━━━━━ Stored data

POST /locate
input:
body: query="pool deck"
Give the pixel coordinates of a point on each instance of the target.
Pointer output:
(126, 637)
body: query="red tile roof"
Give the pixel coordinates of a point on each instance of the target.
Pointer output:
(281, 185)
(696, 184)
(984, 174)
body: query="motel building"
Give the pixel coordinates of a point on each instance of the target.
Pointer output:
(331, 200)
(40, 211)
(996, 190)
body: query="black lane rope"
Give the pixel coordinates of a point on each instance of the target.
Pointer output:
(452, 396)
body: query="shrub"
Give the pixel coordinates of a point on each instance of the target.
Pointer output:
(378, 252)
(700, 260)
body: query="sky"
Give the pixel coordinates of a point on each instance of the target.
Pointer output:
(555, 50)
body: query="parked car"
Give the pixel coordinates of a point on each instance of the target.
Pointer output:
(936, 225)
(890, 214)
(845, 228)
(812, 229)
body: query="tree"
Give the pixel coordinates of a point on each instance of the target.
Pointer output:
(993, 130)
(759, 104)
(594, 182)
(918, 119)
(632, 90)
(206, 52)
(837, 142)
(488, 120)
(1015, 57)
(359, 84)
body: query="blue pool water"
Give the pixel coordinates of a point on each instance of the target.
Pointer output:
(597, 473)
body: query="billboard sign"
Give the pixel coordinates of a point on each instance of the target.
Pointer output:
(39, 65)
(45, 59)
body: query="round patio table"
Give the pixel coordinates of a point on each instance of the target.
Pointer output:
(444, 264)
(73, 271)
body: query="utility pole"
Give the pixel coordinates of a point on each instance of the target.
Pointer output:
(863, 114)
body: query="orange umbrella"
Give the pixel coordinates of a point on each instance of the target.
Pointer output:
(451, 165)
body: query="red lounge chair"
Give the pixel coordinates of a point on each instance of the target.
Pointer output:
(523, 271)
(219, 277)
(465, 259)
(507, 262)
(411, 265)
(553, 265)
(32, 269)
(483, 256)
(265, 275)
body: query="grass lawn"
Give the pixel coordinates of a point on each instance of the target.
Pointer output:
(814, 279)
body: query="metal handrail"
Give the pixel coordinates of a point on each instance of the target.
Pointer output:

━━━━━━━━━━
━━━━━ Stored data

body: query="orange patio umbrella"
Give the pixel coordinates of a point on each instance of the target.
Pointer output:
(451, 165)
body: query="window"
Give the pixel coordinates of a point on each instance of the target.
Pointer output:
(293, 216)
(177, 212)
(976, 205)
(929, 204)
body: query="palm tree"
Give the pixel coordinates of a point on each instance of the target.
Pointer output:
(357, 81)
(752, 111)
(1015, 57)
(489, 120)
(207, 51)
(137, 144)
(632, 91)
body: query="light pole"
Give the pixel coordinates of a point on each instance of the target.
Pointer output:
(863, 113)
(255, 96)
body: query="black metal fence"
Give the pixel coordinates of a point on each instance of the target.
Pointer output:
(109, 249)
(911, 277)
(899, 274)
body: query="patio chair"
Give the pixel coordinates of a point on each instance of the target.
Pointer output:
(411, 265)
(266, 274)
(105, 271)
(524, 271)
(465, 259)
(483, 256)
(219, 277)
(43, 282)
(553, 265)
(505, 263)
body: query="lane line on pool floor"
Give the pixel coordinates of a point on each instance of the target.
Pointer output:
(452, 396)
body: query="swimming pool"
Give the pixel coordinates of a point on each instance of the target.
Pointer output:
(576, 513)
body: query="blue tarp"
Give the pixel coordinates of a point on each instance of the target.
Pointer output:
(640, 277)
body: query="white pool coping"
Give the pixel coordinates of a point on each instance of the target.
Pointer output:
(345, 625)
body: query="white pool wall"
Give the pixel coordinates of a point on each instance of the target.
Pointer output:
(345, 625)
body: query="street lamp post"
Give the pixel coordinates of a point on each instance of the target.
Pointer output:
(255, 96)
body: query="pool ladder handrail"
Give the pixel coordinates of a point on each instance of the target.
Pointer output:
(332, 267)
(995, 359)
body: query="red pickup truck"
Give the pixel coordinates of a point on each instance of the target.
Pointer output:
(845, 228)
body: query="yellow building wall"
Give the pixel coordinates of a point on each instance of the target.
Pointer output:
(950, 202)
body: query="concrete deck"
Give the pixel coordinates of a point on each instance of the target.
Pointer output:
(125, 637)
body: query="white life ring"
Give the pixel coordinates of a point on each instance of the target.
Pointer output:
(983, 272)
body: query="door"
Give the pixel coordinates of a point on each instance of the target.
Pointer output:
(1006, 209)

━━━━━━━━━━

▸ Activity: Bring together all lines from the listing that contain the word "wall".

▸ Written solution:
body: query="white pool wall"
body: query="yellow building wall"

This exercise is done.